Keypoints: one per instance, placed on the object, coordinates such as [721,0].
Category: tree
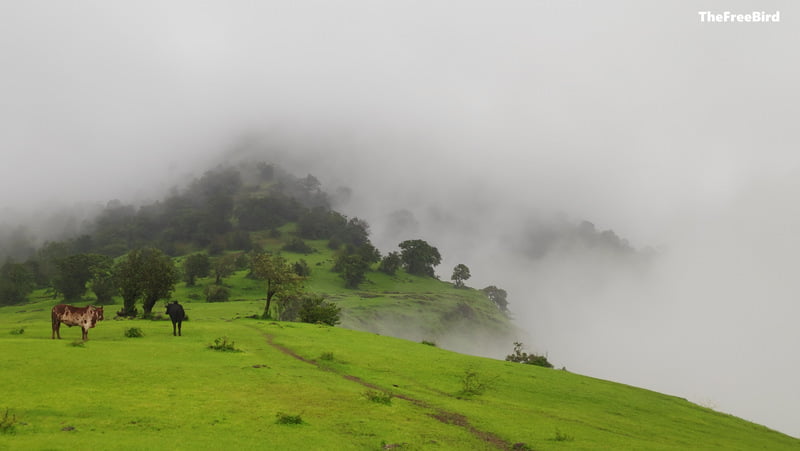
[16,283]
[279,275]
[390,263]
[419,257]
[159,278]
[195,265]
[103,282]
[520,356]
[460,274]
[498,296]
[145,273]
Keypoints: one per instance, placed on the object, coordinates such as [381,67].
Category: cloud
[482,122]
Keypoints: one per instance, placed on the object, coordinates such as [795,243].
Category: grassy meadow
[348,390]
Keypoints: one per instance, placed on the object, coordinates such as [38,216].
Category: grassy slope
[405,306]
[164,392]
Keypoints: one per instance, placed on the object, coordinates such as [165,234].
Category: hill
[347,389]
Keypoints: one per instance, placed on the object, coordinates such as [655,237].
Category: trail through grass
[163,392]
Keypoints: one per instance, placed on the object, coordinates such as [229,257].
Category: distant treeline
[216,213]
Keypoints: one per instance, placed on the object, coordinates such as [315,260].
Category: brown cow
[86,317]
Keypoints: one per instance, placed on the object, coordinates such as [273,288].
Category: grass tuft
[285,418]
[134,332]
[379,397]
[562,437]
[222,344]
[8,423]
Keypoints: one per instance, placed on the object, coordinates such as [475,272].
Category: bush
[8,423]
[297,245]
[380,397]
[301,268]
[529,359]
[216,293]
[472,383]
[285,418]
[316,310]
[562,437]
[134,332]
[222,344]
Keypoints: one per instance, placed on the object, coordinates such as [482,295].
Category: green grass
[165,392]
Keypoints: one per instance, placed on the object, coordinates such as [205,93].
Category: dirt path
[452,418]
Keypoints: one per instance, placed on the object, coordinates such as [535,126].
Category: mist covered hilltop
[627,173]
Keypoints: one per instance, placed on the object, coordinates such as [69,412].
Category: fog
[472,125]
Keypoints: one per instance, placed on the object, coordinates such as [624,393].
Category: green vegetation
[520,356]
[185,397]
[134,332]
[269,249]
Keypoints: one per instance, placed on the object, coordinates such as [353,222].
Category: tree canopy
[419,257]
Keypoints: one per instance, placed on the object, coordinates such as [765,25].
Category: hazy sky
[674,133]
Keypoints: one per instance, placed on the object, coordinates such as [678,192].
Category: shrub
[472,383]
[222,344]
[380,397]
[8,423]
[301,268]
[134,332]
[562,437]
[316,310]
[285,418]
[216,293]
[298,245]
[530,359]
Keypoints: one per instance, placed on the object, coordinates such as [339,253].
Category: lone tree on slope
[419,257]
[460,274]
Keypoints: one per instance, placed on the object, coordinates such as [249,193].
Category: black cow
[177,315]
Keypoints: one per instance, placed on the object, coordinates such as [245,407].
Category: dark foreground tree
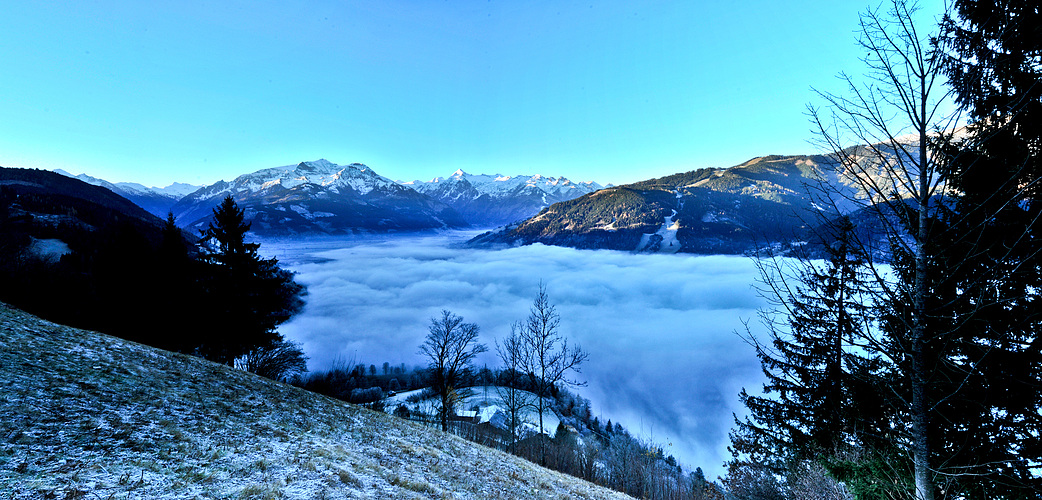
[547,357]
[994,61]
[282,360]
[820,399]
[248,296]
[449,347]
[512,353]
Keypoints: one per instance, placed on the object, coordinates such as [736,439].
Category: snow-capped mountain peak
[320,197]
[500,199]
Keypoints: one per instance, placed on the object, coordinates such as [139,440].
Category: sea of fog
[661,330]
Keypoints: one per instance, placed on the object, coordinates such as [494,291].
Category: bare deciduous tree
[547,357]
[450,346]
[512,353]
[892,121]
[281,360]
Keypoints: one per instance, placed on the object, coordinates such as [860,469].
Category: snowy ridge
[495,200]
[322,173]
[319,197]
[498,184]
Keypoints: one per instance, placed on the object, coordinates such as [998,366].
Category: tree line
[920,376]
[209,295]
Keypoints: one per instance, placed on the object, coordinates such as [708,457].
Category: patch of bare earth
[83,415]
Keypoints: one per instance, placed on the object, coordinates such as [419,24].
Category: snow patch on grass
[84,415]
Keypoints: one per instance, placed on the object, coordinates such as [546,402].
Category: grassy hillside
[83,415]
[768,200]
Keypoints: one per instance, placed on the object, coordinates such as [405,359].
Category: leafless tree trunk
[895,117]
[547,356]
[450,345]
* * *
Reproduce the listing verbatim, starting with the line that contains "such as [998,366]." and continuing through the last line of the listing, with both of those lines included.

ANSWER FOR THE TASK:
Keypoints: one per instance, placed on the object, coordinates such as [998,366].
Category: tree line
[920,376]
[209,295]
Keypoints: one per instance, placed on the object, coordinates such as [708,457].
Category: patch of bare earth
[83,415]
Keypoints: one per instance, placed on the object, coordinates such as [419,24].
Category: snow patch on grass
[84,415]
Keypoints: one per instance, placed on the object, coordinates such as [546,402].
Category: grassy hillside
[83,415]
[768,200]
Keypoints: one per instance, placed on the object, coordinates such as [405,359].
Category: leafless tree trunk
[895,117]
[547,356]
[450,345]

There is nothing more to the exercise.